Analysing the hidden curriculum: use of a cultural web
Article first published online: 16 JAN 2013
© Blackwell Publishing Ltd 2013
Volume 47, Issue 2, pages 134–143, February 2013
How to Cite
Mossop, L., Dennick, R., Hammond, R. and Robbé, I. (2013), Analysing the hidden curriculum: use of a cultural web. Medical Education, 47: 134–143. doi: 10.1111/medu.12072
- Issue published online: 16 JAN 2013
- Article first published online: 16 JAN 2013
- Received 30 April 2012; editorial comments to authors 6 June 2012, 09 August 2012; accepted for publication 4 September 2012
CONTEXT Major influences on learning about medical professionalism come from the hidden curriculum. These influences can contribute positively or negatively towards the professional enculturation of clinical students. The fact that there is no validated method for identifying the components of the hidden curriculum poses problems for educators considering professionalism. The aim of this study was to analyse whether a cultural web, adapted from a business context, might assist in the identification of elements of the hidden curriculum at a UK veterinary school.
METHODS A qualitative approach was used. Seven focus groups consisting of three staff groups and four student groups were organised. Questioning was framed using the cultural web, which is a model used by business owners to assess their environment and consider how it affects their employees and customers. The focus group discussions were recorded, transcribed and analysed thematically using a combination of a priori and emergent themes.
RESULTS The cultural web identified elements of the hidden curriculum for both students and staff. These included: core assumptions; routines; rituals; control systems; organisational factors; power structures, and symbols. Discussions occurred about how and where these issues may affect students’ professional identity development.
CONCLUSIONS The cultural web framework functioned well to help participants identify elements of the hidden curriculum. These aspects aligned broadly with previously described factors such as role models and institutional slang. The influence of these issues on a student’s development of a professional identity requires discussion amongst faculty staff, and could be used to develop learning opportunities for students. The framework is promising for the analysis of the hidden curriculum and could be developed as an instrument for implementation in other clinical teaching environments.

• • • • • • •

*Exercise*
In one to three sentences, explain why the hidden-curriculum abstract treats the hidden curriculum as important to learning about medical professionalism.

(Entries taken from a collection)

• • • • • • •

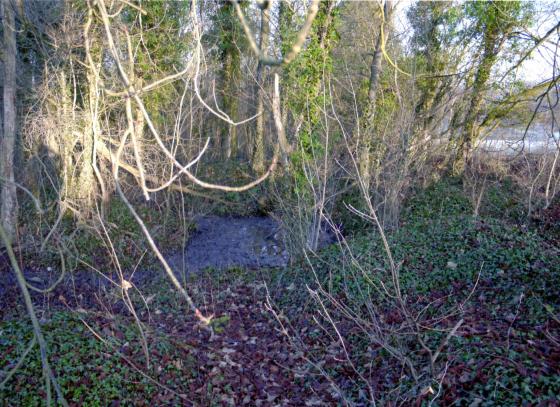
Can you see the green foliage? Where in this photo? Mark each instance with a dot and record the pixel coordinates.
(160, 44)
(89, 371)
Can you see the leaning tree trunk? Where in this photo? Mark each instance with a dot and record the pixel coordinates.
(8, 212)
(259, 150)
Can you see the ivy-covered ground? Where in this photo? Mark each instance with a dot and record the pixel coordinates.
(499, 272)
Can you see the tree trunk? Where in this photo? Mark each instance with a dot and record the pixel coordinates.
(8, 212)
(369, 112)
(470, 131)
(259, 147)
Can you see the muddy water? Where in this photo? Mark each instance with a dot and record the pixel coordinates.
(221, 243)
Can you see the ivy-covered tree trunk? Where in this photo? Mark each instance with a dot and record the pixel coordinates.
(259, 142)
(229, 52)
(368, 127)
(8, 198)
(470, 128)
(496, 20)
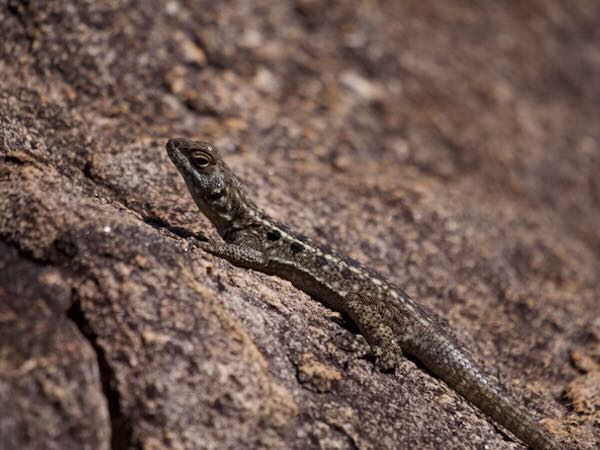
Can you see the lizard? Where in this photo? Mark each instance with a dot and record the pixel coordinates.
(392, 323)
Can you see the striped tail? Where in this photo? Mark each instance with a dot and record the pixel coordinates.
(448, 362)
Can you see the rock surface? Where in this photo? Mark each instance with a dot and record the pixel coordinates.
(453, 146)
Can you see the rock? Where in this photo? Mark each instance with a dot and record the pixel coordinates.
(452, 147)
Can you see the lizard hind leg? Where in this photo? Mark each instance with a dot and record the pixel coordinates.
(377, 329)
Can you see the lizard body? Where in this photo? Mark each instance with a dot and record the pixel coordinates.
(388, 318)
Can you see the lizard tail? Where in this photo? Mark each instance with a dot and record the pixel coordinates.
(448, 362)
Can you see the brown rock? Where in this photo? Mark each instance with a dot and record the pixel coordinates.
(453, 146)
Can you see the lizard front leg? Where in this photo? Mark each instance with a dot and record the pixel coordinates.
(378, 329)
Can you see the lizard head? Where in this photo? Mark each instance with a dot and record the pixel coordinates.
(215, 189)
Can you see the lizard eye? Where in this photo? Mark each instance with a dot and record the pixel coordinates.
(201, 160)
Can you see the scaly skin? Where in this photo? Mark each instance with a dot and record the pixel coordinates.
(387, 317)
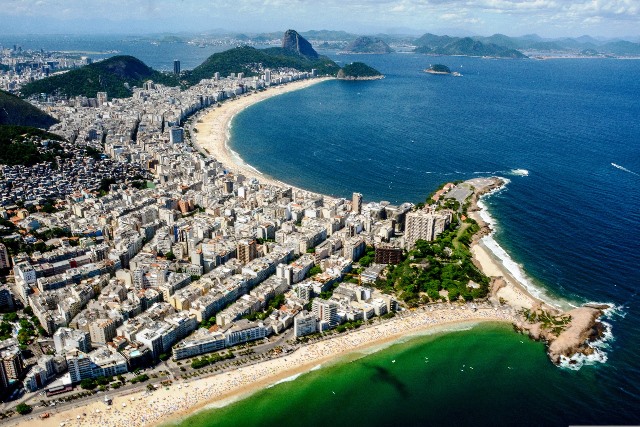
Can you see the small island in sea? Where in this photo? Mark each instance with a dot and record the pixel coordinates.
(359, 71)
(441, 69)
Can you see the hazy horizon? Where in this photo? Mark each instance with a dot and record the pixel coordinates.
(547, 18)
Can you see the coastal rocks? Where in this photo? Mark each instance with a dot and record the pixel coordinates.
(566, 339)
(294, 42)
(358, 71)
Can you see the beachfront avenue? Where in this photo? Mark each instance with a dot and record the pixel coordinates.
(152, 291)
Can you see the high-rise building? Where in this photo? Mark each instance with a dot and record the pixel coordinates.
(304, 324)
(5, 261)
(425, 224)
(102, 331)
(247, 250)
(176, 135)
(101, 98)
(326, 312)
(356, 203)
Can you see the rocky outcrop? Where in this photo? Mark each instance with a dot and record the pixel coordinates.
(294, 42)
(565, 338)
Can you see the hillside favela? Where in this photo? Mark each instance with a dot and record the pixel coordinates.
(407, 217)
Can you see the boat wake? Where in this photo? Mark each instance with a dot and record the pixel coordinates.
(519, 172)
(622, 168)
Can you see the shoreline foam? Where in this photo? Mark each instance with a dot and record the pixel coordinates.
(171, 405)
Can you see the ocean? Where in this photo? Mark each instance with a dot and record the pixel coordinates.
(566, 135)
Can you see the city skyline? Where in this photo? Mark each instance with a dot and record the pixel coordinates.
(548, 18)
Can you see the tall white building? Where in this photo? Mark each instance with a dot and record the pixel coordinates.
(425, 224)
(326, 312)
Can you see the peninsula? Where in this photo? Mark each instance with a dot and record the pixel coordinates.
(359, 71)
(220, 281)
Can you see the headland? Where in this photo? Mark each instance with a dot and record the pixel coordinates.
(186, 396)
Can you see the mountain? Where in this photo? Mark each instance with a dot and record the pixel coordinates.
(251, 61)
(368, 45)
(110, 75)
(15, 111)
(296, 52)
(21, 145)
(445, 45)
(294, 42)
(359, 71)
(328, 35)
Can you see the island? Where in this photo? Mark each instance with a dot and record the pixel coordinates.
(441, 69)
(369, 45)
(212, 311)
(359, 71)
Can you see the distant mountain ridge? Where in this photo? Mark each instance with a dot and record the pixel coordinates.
(445, 45)
(112, 75)
(367, 44)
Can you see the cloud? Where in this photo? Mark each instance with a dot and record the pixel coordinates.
(352, 15)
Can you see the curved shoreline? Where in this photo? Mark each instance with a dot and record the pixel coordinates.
(170, 405)
(213, 129)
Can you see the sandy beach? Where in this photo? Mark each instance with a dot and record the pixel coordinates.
(212, 127)
(187, 396)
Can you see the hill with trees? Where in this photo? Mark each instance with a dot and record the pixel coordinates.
(112, 75)
(21, 145)
(368, 45)
(15, 111)
(359, 71)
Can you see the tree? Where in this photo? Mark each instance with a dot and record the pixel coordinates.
(88, 384)
(23, 409)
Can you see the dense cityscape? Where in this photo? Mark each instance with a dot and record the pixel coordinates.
(194, 260)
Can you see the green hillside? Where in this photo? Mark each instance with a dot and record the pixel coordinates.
(108, 76)
(245, 60)
(15, 111)
(358, 70)
(20, 145)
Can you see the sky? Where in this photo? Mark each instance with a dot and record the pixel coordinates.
(548, 18)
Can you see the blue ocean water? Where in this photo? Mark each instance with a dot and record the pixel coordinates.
(572, 222)
(564, 132)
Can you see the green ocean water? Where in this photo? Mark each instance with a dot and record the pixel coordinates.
(485, 374)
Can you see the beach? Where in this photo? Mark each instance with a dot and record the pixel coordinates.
(184, 397)
(212, 128)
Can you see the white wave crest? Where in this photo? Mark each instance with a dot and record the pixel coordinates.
(285, 380)
(599, 355)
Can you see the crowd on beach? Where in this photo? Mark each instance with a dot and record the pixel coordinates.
(180, 399)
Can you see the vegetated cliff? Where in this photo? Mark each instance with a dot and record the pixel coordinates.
(296, 53)
(112, 75)
(566, 334)
(17, 112)
(294, 42)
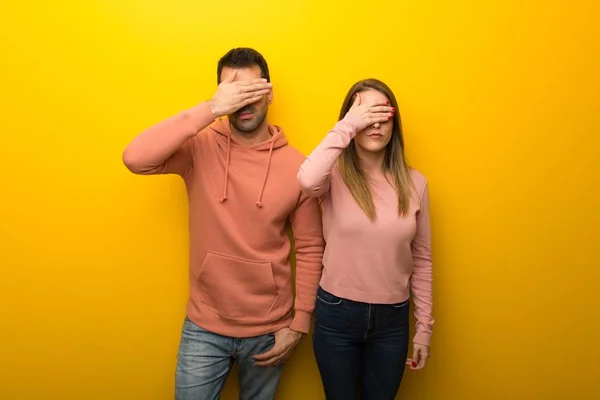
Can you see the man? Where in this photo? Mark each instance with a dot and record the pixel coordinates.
(240, 175)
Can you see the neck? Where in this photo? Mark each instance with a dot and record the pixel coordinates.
(258, 135)
(371, 162)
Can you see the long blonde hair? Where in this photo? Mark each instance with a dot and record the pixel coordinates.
(394, 162)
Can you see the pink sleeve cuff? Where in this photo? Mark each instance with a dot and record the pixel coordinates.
(301, 321)
(422, 338)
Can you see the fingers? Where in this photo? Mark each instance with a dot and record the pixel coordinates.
(267, 355)
(231, 77)
(357, 100)
(254, 87)
(382, 109)
(253, 99)
(419, 358)
(272, 357)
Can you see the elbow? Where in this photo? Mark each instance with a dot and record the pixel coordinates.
(307, 185)
(132, 161)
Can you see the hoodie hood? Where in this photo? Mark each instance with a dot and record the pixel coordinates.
(277, 140)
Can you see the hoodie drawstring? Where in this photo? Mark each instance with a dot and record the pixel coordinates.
(226, 169)
(262, 189)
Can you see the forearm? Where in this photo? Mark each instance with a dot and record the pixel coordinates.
(152, 148)
(309, 244)
(422, 277)
(315, 171)
(422, 290)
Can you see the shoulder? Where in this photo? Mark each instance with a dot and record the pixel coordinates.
(292, 155)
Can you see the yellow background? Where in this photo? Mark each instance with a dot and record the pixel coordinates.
(501, 110)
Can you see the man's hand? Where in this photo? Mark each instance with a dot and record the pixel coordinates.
(231, 96)
(419, 358)
(285, 342)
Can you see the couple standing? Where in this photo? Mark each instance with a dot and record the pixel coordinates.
(360, 222)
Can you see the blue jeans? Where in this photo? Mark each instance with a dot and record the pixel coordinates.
(360, 348)
(205, 359)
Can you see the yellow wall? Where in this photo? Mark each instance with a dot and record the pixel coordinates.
(501, 110)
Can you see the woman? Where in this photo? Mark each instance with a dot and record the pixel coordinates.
(376, 226)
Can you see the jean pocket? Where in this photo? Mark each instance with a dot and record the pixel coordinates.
(328, 298)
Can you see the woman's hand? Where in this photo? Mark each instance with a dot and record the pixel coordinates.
(419, 358)
(369, 113)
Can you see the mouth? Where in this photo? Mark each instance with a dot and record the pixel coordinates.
(245, 115)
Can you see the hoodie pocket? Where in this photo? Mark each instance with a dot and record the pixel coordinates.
(237, 288)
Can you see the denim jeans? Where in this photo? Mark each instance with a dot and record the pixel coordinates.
(360, 348)
(205, 359)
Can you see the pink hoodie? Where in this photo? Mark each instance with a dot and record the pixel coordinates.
(365, 261)
(240, 201)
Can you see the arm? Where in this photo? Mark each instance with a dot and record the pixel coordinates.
(422, 277)
(166, 147)
(315, 173)
(309, 245)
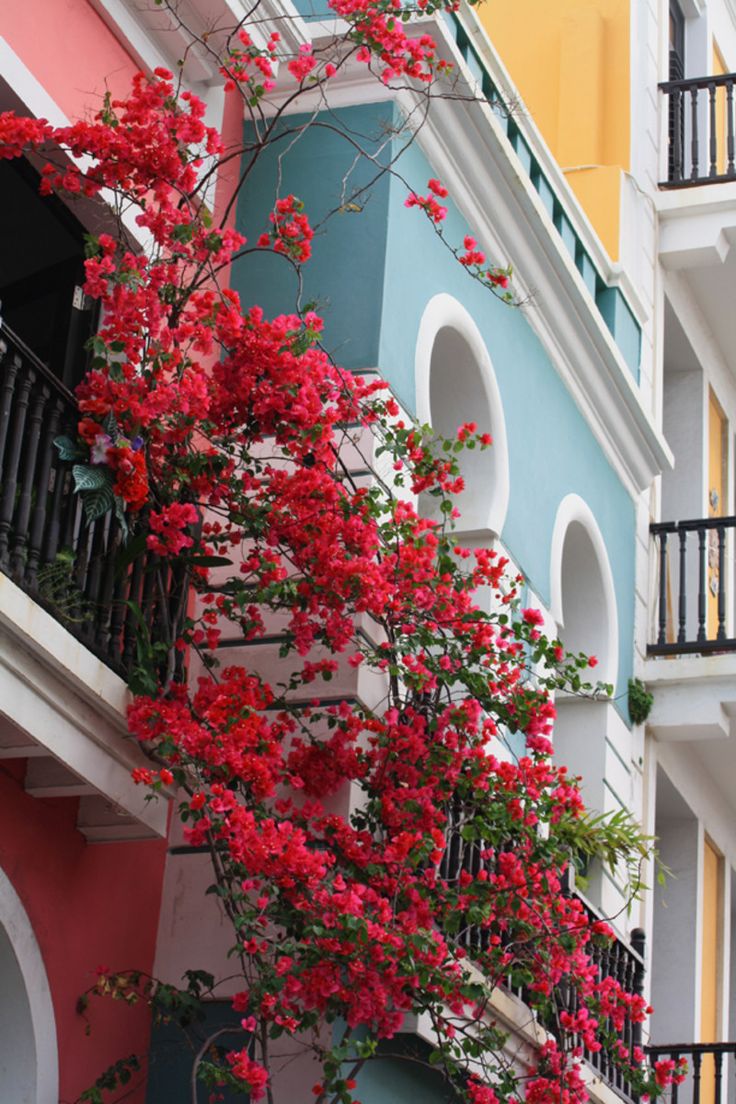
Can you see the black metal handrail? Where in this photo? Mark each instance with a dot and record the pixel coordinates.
(701, 623)
(618, 958)
(693, 159)
(75, 569)
(702, 1075)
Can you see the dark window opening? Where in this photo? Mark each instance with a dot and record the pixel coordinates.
(42, 273)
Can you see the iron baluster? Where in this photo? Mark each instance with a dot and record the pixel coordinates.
(10, 367)
(731, 168)
(713, 171)
(721, 635)
(694, 155)
(43, 494)
(682, 635)
(662, 606)
(701, 587)
(28, 484)
(12, 463)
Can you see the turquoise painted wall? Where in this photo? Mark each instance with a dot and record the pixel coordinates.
(172, 1053)
(401, 1080)
(377, 269)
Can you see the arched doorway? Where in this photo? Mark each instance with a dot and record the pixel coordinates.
(29, 1068)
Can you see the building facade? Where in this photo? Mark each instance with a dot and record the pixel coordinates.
(595, 152)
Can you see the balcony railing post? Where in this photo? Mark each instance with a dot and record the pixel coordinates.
(731, 169)
(717, 147)
(701, 585)
(694, 155)
(10, 365)
(12, 462)
(721, 635)
(662, 603)
(682, 608)
(717, 1058)
(713, 170)
(43, 494)
(28, 484)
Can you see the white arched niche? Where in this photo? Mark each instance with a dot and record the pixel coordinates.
(584, 607)
(455, 383)
(582, 587)
(29, 1064)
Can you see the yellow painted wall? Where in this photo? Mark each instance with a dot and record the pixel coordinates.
(569, 61)
(710, 963)
(718, 70)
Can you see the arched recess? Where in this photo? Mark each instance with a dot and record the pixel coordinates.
(456, 383)
(582, 587)
(29, 1064)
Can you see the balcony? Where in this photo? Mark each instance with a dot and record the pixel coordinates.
(76, 609)
(694, 600)
(701, 148)
(711, 1068)
(77, 571)
(620, 959)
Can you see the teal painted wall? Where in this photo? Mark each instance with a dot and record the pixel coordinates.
(172, 1054)
(402, 1080)
(379, 269)
(344, 275)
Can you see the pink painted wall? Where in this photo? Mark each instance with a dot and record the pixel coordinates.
(70, 50)
(89, 905)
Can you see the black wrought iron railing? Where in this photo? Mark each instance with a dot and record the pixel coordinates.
(695, 586)
(701, 129)
(625, 962)
(711, 1071)
(78, 571)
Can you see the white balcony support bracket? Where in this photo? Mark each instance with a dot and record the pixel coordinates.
(57, 696)
(697, 225)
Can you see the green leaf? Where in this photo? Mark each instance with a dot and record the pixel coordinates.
(98, 501)
(67, 449)
(88, 478)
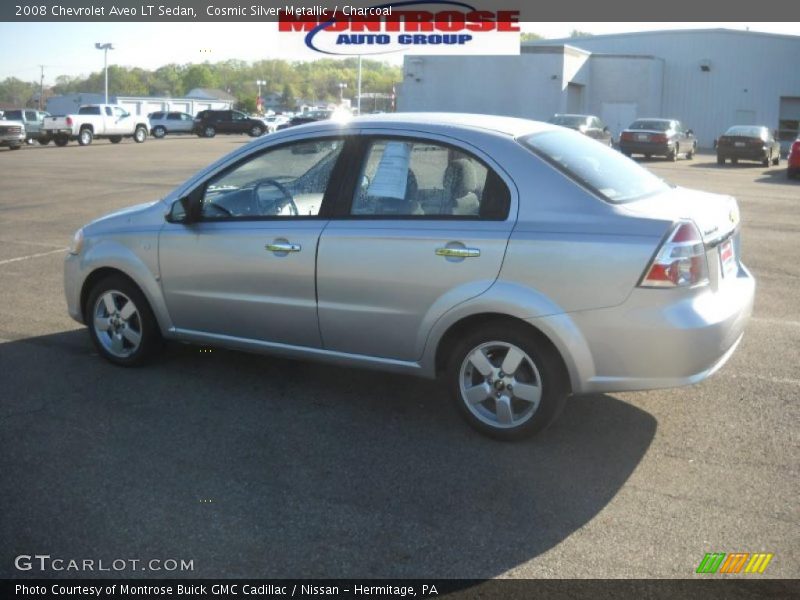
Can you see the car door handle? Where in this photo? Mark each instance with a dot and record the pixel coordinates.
(458, 252)
(283, 247)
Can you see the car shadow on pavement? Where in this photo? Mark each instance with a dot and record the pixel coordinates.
(262, 467)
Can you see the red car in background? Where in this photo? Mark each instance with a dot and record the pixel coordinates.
(794, 160)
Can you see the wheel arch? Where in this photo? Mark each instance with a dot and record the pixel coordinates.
(472, 322)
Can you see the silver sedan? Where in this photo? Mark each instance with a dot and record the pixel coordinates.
(519, 261)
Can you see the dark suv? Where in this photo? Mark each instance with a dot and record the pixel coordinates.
(209, 123)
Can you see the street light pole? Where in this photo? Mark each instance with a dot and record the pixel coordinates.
(105, 48)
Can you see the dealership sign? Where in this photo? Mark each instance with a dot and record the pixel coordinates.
(413, 27)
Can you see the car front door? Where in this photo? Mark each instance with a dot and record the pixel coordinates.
(425, 229)
(245, 267)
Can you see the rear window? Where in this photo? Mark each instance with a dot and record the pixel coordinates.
(604, 171)
(650, 125)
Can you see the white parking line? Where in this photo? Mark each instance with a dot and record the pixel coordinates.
(19, 258)
(776, 321)
(770, 378)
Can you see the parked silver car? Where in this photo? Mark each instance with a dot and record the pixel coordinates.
(520, 261)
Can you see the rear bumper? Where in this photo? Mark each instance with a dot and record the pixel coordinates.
(657, 148)
(658, 338)
(743, 153)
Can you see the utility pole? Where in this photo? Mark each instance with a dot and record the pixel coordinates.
(105, 48)
(41, 87)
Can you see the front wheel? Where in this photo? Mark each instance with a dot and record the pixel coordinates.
(508, 383)
(121, 323)
(85, 137)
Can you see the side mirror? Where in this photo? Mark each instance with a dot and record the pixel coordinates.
(183, 210)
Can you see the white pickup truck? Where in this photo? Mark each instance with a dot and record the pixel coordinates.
(96, 121)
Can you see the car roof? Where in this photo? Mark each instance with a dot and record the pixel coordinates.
(432, 122)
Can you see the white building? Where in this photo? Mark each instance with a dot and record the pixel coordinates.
(710, 79)
(137, 105)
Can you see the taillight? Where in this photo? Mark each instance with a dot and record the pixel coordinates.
(681, 260)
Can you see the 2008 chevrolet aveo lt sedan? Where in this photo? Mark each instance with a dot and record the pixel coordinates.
(522, 262)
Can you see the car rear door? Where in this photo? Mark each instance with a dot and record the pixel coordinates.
(246, 269)
(425, 229)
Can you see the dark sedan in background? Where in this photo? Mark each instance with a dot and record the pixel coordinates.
(588, 125)
(748, 142)
(658, 137)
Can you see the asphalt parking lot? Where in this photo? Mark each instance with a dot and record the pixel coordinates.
(255, 466)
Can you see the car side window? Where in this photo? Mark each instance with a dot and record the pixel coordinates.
(421, 179)
(287, 181)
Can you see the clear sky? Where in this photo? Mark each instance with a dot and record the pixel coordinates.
(68, 48)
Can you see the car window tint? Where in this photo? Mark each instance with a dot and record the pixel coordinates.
(427, 180)
(603, 170)
(288, 181)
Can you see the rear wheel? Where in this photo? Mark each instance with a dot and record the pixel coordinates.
(121, 323)
(85, 137)
(673, 155)
(507, 383)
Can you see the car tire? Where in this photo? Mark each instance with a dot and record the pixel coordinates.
(121, 323)
(673, 156)
(492, 401)
(85, 137)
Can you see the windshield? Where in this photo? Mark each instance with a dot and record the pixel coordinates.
(746, 131)
(651, 125)
(571, 121)
(599, 168)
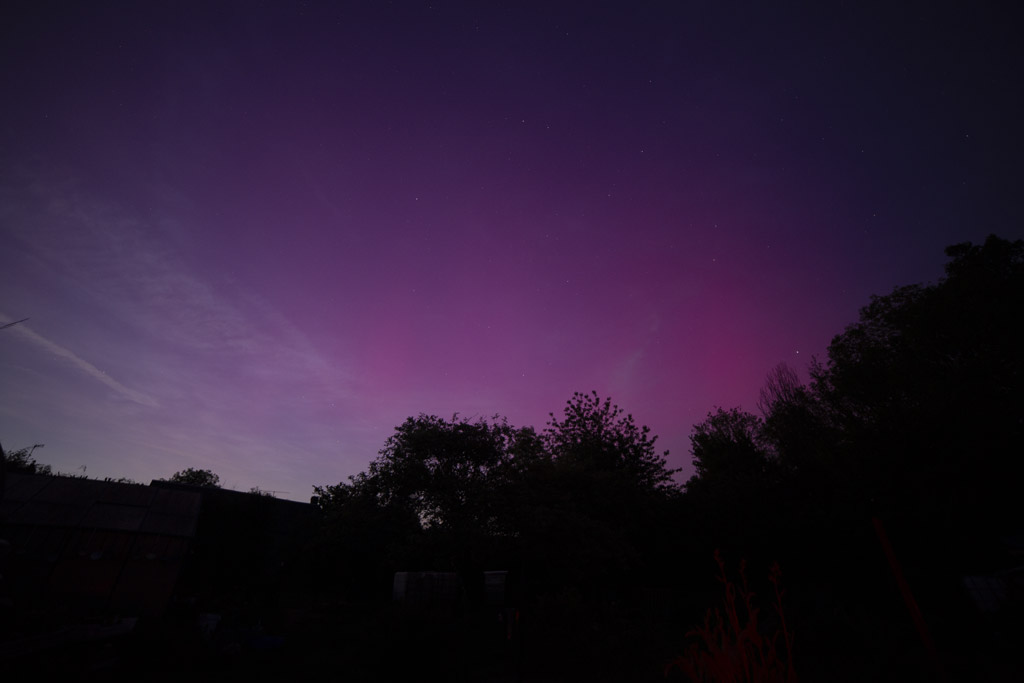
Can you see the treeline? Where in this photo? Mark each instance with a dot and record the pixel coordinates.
(877, 486)
(906, 436)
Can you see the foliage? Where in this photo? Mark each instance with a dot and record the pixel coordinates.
(448, 472)
(197, 477)
(729, 453)
(595, 436)
(22, 461)
(729, 646)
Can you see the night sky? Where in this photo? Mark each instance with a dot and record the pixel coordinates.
(255, 237)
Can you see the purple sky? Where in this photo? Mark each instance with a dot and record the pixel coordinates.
(255, 237)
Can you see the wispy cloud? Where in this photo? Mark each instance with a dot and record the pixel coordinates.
(81, 364)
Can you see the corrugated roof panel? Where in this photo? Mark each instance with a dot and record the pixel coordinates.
(184, 503)
(24, 487)
(114, 516)
(180, 525)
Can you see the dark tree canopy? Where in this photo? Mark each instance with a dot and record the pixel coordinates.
(22, 461)
(596, 435)
(196, 477)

• • • • • • •

*Answer section*
The abstract states that major influences on learning about medical professionalism come from the hidden curriculum. These influences can contribute positively or negatively to the professional enculturation of clinical students.